» **What the task asks**
Print every line of the entries below word for word, but leave out the pictures.

» **Provided material**
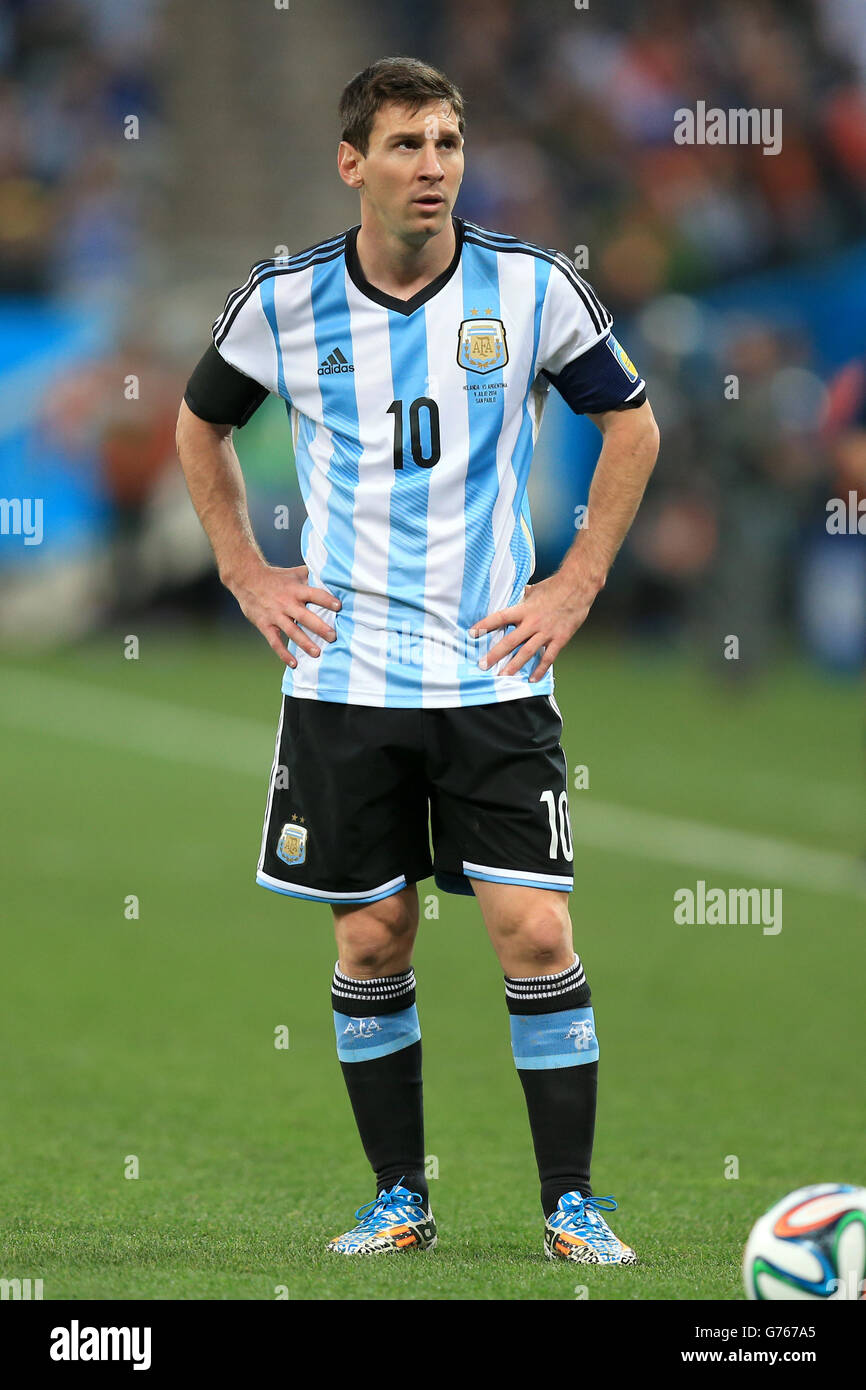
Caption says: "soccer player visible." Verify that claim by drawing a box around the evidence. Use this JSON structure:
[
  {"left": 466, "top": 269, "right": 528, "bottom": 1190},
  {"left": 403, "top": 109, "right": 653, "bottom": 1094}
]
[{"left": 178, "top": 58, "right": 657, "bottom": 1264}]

» **Finished answer**
Caption says: "soccer player visible." Verify that claim by drawing a box around the evidence. Use this JSON structure:
[
  {"left": 466, "top": 269, "right": 528, "bottom": 1190},
  {"left": 403, "top": 109, "right": 653, "bottom": 1094}
]
[{"left": 178, "top": 58, "right": 657, "bottom": 1264}]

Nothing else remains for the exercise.